• Your task: Print the records below exactly. Omit every picture.

/---

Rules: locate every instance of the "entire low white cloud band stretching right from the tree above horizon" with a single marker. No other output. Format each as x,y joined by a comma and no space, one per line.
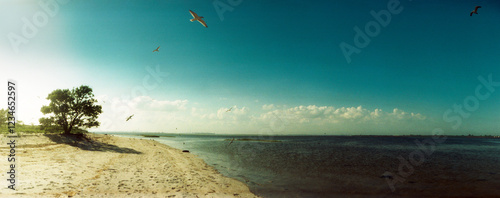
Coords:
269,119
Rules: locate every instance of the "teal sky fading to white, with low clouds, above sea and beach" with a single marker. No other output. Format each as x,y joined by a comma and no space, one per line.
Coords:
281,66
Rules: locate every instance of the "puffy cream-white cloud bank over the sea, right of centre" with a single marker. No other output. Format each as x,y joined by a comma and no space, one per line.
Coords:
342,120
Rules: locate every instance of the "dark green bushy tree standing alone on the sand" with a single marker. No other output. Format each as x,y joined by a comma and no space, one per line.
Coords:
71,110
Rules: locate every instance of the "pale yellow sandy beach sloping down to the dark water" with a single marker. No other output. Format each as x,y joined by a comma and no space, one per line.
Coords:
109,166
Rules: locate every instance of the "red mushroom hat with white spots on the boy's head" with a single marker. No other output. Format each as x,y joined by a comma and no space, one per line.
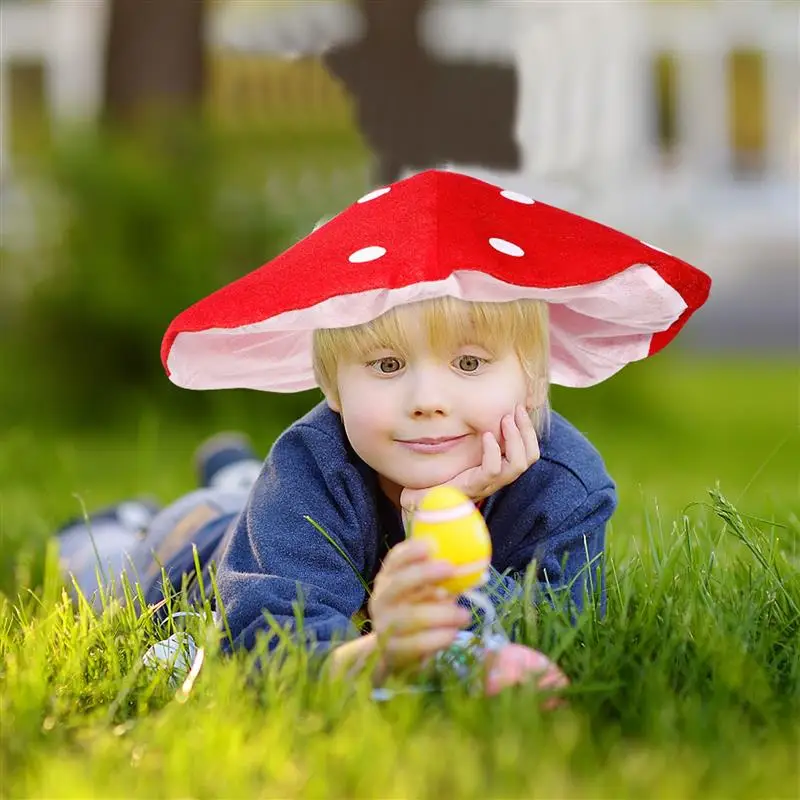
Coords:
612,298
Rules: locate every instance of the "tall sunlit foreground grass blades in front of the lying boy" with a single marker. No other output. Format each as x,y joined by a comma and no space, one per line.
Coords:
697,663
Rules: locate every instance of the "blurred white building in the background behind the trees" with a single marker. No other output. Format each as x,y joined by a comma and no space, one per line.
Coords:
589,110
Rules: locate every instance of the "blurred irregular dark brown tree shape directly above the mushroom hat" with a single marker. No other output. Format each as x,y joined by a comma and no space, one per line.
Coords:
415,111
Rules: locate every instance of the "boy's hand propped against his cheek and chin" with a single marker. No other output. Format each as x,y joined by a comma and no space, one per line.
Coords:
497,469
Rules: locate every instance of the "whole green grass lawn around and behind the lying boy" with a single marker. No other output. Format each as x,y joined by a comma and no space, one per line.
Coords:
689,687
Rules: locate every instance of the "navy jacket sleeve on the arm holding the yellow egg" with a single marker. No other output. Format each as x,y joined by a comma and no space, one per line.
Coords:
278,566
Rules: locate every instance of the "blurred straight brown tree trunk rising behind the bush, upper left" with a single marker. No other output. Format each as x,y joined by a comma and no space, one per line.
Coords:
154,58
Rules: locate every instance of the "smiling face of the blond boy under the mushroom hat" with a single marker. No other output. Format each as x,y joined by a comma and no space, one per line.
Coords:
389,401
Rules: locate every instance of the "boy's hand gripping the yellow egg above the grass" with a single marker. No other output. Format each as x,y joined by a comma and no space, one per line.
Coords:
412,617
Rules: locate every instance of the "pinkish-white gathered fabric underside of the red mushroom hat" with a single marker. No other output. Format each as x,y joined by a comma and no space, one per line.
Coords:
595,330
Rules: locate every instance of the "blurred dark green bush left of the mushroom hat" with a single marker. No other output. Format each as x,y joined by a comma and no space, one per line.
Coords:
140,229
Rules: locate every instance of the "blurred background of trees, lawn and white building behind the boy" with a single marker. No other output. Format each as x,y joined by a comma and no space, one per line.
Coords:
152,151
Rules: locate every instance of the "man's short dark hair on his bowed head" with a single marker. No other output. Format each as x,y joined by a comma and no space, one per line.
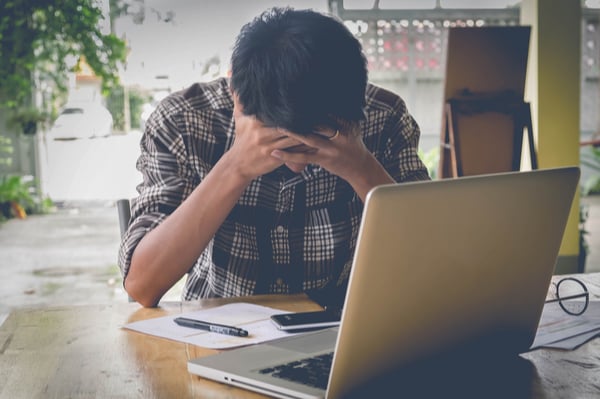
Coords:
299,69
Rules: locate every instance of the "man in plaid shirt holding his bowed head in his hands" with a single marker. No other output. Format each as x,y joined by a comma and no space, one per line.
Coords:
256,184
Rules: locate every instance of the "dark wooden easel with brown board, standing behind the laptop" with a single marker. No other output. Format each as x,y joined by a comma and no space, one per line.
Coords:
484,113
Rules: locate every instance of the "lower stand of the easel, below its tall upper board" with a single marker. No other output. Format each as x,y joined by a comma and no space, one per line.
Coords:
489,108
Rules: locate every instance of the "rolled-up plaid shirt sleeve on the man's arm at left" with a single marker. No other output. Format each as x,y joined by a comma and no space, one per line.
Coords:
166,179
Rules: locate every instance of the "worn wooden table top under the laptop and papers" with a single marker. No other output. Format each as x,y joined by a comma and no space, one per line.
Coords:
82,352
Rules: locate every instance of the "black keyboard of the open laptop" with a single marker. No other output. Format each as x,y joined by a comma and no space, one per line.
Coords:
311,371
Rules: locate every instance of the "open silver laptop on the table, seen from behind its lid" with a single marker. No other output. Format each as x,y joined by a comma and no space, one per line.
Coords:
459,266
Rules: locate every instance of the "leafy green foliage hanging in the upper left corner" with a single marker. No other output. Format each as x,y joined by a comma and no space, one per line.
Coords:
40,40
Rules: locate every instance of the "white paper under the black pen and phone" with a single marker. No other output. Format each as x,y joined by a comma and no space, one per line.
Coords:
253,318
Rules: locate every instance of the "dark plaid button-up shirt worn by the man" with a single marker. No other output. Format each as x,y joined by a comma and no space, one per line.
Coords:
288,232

\---

• Answer section:
Rules: locate every instance of the "entire low white cloud band stretching right from the tree above horizon" with a single marker. No other output. Format each as x,y joined by a comma and no space, one per line.
Coords:
269,119
Rules: locate every instance of the "teal sky fading to white, with low clouds, above sea and beach" with a single marker. No other output. Format each as x,y joined by a comma and no space, one per line.
Coords:
281,66
Rules: locate every instance of the "puffy cream-white cloud bank over the sea, right of centre" with a single marker. No other output. Format each as x,y joined by a comma and no space, one per line.
Coords:
342,120
Rules: locate every instance of the "dark green bushy tree standing alone on the sand" with a single marker. No other output. Format each as x,y joined by a comma and no space, one per line.
Coords:
71,110
Rules: locate every instance of the "pale yellow sandy beach sloping down to the dark water" with a single marker. No other output. Format each as x,y joined by a comma and no space, one per line.
Coords:
109,166
Rules: locate every instance of the "red mushroom hat with white spots on the boy's head" with a single marker. No other output. Format each as x,y joined by a comma and no space, one per line.
Coords:
612,298
Rules: locate every instance of the "tall sunlit foreground grass blades in front of the lying boy" with a single marker. No other output. Format each as x,y joined by a comma and no space, one per line.
Coords:
697,663
Rules: locate every instance of the "blurred white building in the background behind the trees" with a single marker. No other output. Format each as x,y joined by a comma and no space, one per line.
Coords:
589,110
Rules: locate every instance of the "blurred irregular dark brown tree shape directly above the mushroom hat" with a single marker. No other output. Format each as x,y joined by a comma and no space, one per line.
Coords:
415,111
Rules: locate every instance of the "boy's hand propped against his cheek and chin" with a single marker. No other output. Format each as x,y joined by a comma and no space, one per line.
Coords:
497,469
Rules: locate every instance of the "whole green grass lawn around and behind the lying boy" with a single marker. No other output. Format each as x,y joined by a comma and no space, one per line.
Coords:
689,687
Rules: locate every instance of the "navy jacket sleeve on the arm holding the yellow egg" with a single marker. No other output. Format each as x,y joined by a comma and no space, one per line.
Coords:
278,566
Rules: locate every instance of the "blurred straight brown tree trunk rising behind the bush, upper left" with a single marker. No other output. Format each as x,y joined by a comma and no space, one per line.
Coords:
154,58
Rules: locate every instance of the "smiling face of the blond boy under the mushroom hat" with a single marker. No other output. Format each as x,y joined by a comma and no space, one per line.
Coords:
389,401
Rules: locate every instance of the "boy's hand gripping the yellow egg above the grass" with a single marker. No other output. Format each as x,y joined by a comma and no space, one per line.
Coords:
412,617
Rules: locate every instance of the "pinkish-white gathered fabric underside of the red mushroom hat" with a single marker. No other output. Format each as x,y joined by a comma and no space, one per line.
Coords:
595,330
Rules: locate every instance of the "blurred dark green bush left of the mushroom hat" with a single marker. No other output. Format each as x,y joined by a comma and no space, one per line.
Coords:
140,229
Rules: locate every instance of the "blurred background of trees, lawn and white building behind the boy" with a single marker. No other output. Format each as x,y joined by a comma and no space, one per line.
Coords:
152,151
Rules: locate every instance of the "man's short dark hair on his bowed head" with a single marker. No other output. Format each as x,y joined by a comma and no space, one per line.
Coords:
299,69
Rules: locate every instance of the "man in plaid shirt holding his bowed head in his hands" with a single marker. No other output. Format each as x,y joined by a comma and no space, one per line.
Coords:
256,184
Rules: locate every instance of the "dark wooden easel with brown board, standing behind the laptop" with a single marker. No other output. Format each as x,y joined by a comma and no space, one per line.
Coords:
484,113
Rules: locate every instance of the "lower stand of the easel, below its tall upper board" with a single marker. No other output. Format each as x,y joined by a comma and no space, one per line.
Coords:
489,108
Rules: locate every instance of the "rolled-up plaid shirt sleeve on the man's arm at left" with a single marker. No other output. Format each as x,y joined by a comma and no space, one per line.
Coords:
166,179
Rules: locate every instance of the "worn wooden table top under the laptop and papers" with a single marker. No other output. Format each as x,y joined by a comma and no space, one per line.
Coords:
82,352
Rules: locate every instance of the "black keyboard of the open laptop" with a single marker. No other output. Format each as x,y joined by a comma and no space, one per line.
Coords:
311,371
Rules: locate every instance of the "open silver laptop on the table, seen from behind its lid" with a single marker. No other output. Format each as x,y joined by a comma and no space, one per line.
Coords:
459,266
Rules: locate every instance of the "leafy green foliage hanging in the upper left corner" with a single marker. No other output. Format each as x,y joined by a comma and no space, one per line.
Coords:
40,40
Rules: locate every instance of the "white paper under the black pen and phone" with a single marker. No other output. Format each as x,y joined by a comma and no space, one per line.
Coords:
253,318
Rules: locate every instance of the "dark plaid button-up shirt worn by the man" with a single marker. No other output. Format each as x,y joined by a comma and no space, one per line.
Coords:
288,232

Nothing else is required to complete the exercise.